**Task brief:** What is the number of lines in the entries below that include the word "bare"? Provide the number only.

**Material for this exercise:**

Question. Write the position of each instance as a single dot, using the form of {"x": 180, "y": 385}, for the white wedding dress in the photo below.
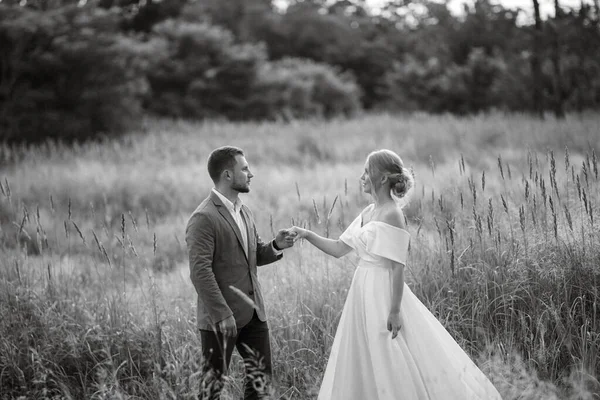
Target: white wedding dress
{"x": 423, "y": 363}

...

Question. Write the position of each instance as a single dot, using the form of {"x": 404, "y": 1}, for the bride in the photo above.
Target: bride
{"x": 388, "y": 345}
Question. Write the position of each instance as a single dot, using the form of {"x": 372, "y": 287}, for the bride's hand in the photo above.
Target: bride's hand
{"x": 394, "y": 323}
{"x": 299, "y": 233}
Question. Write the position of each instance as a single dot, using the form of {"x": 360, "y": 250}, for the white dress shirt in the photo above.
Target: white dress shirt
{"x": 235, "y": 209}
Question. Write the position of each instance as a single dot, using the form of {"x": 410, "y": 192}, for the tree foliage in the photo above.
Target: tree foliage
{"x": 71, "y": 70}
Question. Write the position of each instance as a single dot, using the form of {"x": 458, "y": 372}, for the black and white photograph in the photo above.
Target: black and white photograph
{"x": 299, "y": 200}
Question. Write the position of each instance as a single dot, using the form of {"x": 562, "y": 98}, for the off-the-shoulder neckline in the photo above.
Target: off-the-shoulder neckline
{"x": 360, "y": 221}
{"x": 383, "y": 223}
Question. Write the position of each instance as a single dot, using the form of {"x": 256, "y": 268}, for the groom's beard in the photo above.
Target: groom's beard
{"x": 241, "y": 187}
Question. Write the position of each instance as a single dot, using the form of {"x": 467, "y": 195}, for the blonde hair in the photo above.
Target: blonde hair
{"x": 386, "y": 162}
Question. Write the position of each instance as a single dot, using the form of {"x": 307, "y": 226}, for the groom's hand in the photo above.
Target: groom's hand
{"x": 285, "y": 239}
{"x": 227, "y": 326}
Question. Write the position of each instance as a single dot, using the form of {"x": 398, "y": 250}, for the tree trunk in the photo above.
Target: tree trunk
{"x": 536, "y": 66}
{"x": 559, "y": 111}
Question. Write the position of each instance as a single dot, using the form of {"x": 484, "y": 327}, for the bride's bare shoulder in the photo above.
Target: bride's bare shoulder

...

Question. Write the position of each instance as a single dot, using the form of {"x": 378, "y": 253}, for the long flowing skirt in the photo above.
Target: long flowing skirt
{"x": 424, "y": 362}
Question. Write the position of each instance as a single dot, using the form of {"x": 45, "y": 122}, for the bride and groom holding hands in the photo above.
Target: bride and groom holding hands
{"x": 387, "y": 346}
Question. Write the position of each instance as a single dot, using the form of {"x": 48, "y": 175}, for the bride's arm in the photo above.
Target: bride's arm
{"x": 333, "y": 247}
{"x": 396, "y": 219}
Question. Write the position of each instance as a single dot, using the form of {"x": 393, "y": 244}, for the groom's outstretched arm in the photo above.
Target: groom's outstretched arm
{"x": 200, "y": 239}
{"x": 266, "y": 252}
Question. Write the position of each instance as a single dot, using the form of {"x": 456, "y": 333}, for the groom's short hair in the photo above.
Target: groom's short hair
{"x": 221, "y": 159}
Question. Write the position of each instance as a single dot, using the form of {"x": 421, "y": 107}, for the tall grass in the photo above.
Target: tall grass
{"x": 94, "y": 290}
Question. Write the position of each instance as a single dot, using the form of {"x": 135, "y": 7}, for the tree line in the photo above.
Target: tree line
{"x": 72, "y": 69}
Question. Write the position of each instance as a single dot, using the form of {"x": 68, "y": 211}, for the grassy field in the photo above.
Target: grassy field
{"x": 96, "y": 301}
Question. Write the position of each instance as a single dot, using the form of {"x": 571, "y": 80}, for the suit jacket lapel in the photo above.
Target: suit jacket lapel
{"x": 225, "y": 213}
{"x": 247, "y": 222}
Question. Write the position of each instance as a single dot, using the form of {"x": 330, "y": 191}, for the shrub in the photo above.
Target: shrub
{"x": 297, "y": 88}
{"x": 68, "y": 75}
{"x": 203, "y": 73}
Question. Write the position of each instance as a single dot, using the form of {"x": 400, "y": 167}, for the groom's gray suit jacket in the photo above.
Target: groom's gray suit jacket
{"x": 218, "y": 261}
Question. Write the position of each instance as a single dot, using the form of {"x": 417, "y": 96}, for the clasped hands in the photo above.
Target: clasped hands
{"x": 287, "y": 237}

**Exercise output:** 2